Description of the task :: Which lines in the listing below contain the word "there"? Copy each one.

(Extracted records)
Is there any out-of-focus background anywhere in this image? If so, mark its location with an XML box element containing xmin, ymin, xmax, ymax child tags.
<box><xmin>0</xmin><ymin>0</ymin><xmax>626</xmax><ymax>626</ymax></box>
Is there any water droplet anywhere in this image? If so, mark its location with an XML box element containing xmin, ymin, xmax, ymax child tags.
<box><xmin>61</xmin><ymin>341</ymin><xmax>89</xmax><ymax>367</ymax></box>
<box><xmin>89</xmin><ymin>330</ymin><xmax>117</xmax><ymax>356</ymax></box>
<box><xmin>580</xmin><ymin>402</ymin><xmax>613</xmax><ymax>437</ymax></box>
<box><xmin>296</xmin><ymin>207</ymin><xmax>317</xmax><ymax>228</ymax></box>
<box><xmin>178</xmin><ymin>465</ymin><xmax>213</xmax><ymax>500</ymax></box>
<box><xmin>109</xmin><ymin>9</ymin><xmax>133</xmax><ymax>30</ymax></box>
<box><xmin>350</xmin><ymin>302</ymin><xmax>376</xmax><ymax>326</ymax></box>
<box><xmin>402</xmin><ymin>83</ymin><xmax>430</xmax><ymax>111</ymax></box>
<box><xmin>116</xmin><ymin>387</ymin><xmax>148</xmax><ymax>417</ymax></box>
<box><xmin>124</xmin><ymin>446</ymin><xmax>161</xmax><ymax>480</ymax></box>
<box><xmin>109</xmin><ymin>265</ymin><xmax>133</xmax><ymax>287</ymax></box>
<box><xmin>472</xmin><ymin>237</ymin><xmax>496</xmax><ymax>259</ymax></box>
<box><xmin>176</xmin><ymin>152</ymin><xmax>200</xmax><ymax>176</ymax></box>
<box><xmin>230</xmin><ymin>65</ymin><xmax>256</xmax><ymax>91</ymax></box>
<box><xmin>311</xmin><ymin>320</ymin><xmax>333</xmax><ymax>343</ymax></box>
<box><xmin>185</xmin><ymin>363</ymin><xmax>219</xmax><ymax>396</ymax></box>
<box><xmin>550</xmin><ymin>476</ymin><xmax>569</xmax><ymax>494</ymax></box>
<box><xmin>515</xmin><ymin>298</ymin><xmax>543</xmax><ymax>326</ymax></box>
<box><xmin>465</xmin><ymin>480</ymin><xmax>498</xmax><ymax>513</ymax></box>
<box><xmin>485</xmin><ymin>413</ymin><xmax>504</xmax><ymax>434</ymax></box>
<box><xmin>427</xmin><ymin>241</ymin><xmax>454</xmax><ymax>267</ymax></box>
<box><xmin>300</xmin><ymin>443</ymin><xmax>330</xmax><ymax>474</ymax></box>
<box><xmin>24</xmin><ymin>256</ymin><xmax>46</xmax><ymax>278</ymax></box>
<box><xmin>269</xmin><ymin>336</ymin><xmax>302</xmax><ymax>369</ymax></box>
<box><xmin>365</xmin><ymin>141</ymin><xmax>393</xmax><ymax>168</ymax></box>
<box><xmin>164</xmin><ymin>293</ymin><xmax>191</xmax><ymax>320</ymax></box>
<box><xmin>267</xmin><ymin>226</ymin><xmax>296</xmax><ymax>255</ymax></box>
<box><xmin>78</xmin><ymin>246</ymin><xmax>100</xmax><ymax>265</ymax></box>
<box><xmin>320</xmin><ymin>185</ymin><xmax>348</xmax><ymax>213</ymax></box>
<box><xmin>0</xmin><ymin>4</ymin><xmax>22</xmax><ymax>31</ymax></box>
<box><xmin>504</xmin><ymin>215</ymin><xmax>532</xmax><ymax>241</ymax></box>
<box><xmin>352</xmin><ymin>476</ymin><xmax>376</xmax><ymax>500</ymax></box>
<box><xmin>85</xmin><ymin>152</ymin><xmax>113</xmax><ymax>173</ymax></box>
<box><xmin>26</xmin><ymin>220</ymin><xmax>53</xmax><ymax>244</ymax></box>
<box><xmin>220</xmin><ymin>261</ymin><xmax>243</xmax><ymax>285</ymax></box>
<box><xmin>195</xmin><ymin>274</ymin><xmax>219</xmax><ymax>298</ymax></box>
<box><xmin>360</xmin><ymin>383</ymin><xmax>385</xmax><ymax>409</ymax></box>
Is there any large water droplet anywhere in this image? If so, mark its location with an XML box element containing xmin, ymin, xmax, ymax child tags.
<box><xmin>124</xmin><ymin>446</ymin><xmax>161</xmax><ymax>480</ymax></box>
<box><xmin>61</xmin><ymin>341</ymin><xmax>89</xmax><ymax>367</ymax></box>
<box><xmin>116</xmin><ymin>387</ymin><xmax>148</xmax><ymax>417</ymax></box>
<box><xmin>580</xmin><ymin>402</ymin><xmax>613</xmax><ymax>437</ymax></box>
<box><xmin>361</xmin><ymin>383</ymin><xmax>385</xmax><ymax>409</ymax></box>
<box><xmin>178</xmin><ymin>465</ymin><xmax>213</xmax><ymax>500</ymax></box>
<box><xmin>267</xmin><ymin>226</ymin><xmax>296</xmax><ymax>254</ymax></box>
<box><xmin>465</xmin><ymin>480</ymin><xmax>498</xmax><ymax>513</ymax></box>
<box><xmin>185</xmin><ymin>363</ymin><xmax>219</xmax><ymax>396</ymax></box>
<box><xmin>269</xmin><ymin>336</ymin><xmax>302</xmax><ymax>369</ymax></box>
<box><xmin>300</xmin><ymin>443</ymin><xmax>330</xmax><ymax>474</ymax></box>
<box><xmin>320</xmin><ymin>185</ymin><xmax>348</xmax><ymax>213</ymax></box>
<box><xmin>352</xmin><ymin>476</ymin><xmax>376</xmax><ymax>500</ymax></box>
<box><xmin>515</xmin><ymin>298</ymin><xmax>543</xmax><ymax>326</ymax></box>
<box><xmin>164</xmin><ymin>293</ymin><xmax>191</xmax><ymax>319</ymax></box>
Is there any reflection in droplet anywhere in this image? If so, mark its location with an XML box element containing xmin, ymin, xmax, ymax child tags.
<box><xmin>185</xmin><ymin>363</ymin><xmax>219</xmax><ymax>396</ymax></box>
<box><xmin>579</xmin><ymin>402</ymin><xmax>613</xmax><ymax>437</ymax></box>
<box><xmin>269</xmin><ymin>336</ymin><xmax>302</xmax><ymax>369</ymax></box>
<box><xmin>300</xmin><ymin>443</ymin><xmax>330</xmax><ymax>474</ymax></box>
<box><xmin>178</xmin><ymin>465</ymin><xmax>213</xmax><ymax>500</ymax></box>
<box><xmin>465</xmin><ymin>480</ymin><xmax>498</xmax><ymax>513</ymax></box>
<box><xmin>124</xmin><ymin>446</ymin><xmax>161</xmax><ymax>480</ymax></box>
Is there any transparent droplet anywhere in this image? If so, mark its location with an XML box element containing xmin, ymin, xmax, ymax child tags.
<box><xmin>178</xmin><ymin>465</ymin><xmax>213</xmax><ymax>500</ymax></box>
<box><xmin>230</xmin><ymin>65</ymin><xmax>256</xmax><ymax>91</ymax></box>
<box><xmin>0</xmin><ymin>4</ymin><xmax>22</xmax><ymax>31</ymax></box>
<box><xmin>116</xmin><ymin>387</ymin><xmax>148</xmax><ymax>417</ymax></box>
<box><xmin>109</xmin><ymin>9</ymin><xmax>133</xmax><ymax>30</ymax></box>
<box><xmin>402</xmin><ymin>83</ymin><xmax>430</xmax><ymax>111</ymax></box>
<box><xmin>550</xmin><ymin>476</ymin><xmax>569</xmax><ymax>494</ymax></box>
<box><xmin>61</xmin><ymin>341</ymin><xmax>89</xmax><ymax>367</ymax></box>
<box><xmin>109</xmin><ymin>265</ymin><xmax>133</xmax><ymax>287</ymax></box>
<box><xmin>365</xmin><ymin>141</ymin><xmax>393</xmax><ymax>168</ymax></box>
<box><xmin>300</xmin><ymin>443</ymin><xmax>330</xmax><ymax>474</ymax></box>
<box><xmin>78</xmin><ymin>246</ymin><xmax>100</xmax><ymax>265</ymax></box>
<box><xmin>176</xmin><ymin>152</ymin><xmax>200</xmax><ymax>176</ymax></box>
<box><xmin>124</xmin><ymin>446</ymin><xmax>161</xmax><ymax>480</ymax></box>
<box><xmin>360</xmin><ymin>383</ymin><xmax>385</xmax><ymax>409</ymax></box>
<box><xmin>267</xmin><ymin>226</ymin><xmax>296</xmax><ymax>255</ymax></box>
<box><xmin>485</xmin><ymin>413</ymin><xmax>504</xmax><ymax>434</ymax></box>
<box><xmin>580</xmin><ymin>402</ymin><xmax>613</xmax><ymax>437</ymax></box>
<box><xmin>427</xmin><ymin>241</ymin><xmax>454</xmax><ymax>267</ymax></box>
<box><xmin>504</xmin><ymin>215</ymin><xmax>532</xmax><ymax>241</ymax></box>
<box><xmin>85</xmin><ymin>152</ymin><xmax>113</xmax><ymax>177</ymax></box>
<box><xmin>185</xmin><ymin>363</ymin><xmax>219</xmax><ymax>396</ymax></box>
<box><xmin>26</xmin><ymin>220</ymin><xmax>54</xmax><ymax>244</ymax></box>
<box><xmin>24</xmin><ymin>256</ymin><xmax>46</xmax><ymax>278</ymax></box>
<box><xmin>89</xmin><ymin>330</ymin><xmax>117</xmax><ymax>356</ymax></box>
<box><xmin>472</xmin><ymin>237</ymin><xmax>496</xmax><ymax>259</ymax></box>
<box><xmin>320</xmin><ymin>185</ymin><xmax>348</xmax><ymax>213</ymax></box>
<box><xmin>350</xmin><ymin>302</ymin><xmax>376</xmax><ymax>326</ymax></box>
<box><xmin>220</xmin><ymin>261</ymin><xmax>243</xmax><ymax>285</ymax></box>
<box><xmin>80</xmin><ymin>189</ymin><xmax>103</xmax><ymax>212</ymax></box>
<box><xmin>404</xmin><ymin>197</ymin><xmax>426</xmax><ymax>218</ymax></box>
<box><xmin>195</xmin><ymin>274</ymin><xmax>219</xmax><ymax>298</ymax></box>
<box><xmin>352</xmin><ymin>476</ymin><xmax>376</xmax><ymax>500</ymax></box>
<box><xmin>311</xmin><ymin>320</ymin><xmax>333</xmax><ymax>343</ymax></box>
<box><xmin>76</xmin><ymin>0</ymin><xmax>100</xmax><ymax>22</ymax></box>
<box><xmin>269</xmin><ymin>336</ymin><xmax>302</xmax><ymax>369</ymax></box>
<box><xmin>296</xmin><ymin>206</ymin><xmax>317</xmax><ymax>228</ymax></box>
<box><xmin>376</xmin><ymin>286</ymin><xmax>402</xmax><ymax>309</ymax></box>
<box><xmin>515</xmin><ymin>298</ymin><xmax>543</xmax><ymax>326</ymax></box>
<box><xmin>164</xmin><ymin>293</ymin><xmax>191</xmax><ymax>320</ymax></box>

Response below ::
Is there any out-of-focus background anywhere in this image? If so, mark its location with an XML box element containing xmin, ymin, xmax, ymax child tags.
Is there any water droplet anywhere in this image? If so, mark its location with an XML box element containing xmin, ymin, xmax, ymax child tags.
Is there any large water droplet anywhere in this image? If so, mark its location with an XML box element containing xmin, ymin, xmax, ymax child tags.
Is there any reflection in droplet anywhere in this image? If so, mark its location with an XML box element containing xmin, ymin, xmax, ymax child tags.
Is there any transparent droplet anywhere in this image? If so, mark its location with an XML box element containing xmin, ymin, xmax, ymax child tags.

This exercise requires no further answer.